= Direction =
Lay out every line of the items below as a single numbered list, skipping blank lines. Leave the pictures out of your answer.

** start **

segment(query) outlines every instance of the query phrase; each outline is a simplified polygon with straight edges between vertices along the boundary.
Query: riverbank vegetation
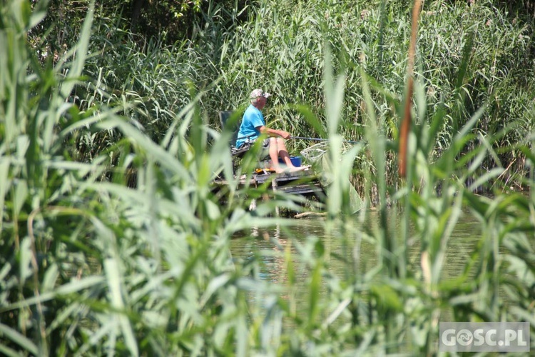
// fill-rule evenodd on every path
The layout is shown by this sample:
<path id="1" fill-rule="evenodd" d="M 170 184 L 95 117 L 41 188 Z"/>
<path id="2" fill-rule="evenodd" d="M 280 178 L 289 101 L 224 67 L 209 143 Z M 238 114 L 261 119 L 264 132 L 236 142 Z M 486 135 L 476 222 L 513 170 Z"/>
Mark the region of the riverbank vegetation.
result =
<path id="1" fill-rule="evenodd" d="M 434 354 L 446 319 L 528 321 L 534 346 L 531 1 L 423 5 L 403 176 L 411 6 L 169 1 L 168 23 L 138 3 L 128 15 L 106 1 L 0 9 L 0 352 Z M 233 175 L 218 111 L 239 112 L 257 87 L 274 94 L 270 125 L 328 139 L 325 229 L 342 252 L 312 235 L 275 253 L 247 238 L 293 224 L 276 207 L 300 210 L 280 194 L 248 211 L 265 192 Z M 344 139 L 362 144 L 342 154 Z M 376 224 L 349 214 L 350 181 Z M 480 238 L 446 279 L 463 214 Z M 233 256 L 236 234 L 251 240 L 247 258 Z M 276 283 L 262 273 L 273 254 Z"/>

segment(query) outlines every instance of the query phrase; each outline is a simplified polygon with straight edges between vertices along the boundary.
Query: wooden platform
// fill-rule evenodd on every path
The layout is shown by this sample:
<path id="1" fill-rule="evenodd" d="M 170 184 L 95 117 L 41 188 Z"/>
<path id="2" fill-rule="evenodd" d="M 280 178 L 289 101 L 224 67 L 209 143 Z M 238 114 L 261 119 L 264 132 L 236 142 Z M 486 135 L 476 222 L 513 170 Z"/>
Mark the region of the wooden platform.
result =
<path id="1" fill-rule="evenodd" d="M 303 196 L 325 194 L 318 176 L 312 169 L 282 174 L 253 174 L 249 178 L 243 175 L 238 183 L 253 187 L 267 183 L 271 190 Z M 228 184 L 225 181 L 214 181 L 214 185 L 220 188 Z"/>

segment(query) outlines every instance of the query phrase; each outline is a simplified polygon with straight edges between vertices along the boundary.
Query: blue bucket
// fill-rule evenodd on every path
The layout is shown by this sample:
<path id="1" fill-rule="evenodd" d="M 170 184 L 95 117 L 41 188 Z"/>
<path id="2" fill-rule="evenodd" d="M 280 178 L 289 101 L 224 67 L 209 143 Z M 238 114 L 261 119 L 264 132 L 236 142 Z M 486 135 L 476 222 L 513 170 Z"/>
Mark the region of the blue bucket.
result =
<path id="1" fill-rule="evenodd" d="M 291 160 L 292 165 L 294 166 L 299 167 L 301 166 L 301 156 L 290 156 L 290 160 Z M 284 161 L 279 159 L 279 163 L 284 164 Z"/>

** end **

= Full solution =
1. segment(query) outlines every instance of the query phrase; each outline is a simplified polygon with straight edges between vertices along the boundary.
2. Query: riverbank vegetation
3. // fill-rule evenodd on every path
4. The layout is shown by this sample:
5. <path id="1" fill-rule="evenodd" d="M 170 184 L 95 117 L 41 188 Z"/>
6. <path id="2" fill-rule="evenodd" d="M 280 178 L 289 101 L 224 67 L 209 143 Z M 238 114 L 261 119 L 264 132 L 236 142 Z M 486 135 L 476 222 L 513 170 Z"/>
7. Mark the region of the riverbank vegetation.
8. result =
9. <path id="1" fill-rule="evenodd" d="M 434 354 L 446 319 L 528 321 L 534 346 L 531 1 L 423 5 L 403 176 L 411 6 L 169 1 L 168 23 L 138 3 L 128 15 L 106 1 L 0 9 L 0 352 Z M 233 175 L 218 111 L 239 112 L 257 87 L 274 94 L 270 125 L 328 139 L 325 229 L 342 252 L 312 235 L 275 253 L 247 238 L 293 224 L 276 207 L 300 210 L 280 194 L 248 211 L 265 192 Z M 344 139 L 362 144 L 342 154 Z M 376 224 L 349 214 L 350 181 Z M 480 238 L 446 279 L 463 214 Z M 233 256 L 236 234 L 251 240 L 247 258 Z M 276 283 L 262 273 L 273 254 Z"/>
10. segment(query) outlines every instance of the query phrase; each outline is a simplified polygon with straight edges between vertices along the boundary.
11. Query: wooden platform
12. // fill-rule evenodd on every path
13. The layout is shown by this sample:
14. <path id="1" fill-rule="evenodd" d="M 170 184 L 95 117 L 41 188 Z"/>
15. <path id="2" fill-rule="evenodd" d="M 280 178 L 289 101 L 224 67 L 209 143 Z M 238 114 L 261 119 L 264 132 L 236 142 Z M 486 135 L 476 222 L 513 170 Z"/>
16. Mark the region of the wooden platform.
17. result =
18. <path id="1" fill-rule="evenodd" d="M 303 196 L 325 194 L 318 176 L 312 169 L 282 174 L 253 174 L 249 178 L 243 175 L 238 183 L 253 187 L 267 183 L 271 190 Z M 228 184 L 225 181 L 214 181 L 214 185 L 220 188 Z"/>
19. segment(query) outlines every instance of the query phrase; each outline is a simplified polygon with straight edges between vertices along the boundary.
20. Query: blue bucket
21. // fill-rule evenodd on every path
22. The layout is shown by this sample:
23. <path id="1" fill-rule="evenodd" d="M 170 184 L 95 117 L 41 188 Z"/>
24. <path id="2" fill-rule="evenodd" d="M 280 178 L 289 101 L 224 67 L 209 143 Z M 238 114 L 261 119 L 264 132 L 236 142 Z M 486 135 L 476 222 L 513 170 Z"/>
25. Mark the region of the blue bucket.
26. result =
27. <path id="1" fill-rule="evenodd" d="M 291 160 L 292 165 L 294 166 L 299 167 L 301 166 L 301 156 L 290 156 L 290 160 Z M 284 161 L 279 159 L 279 163 L 284 164 Z"/>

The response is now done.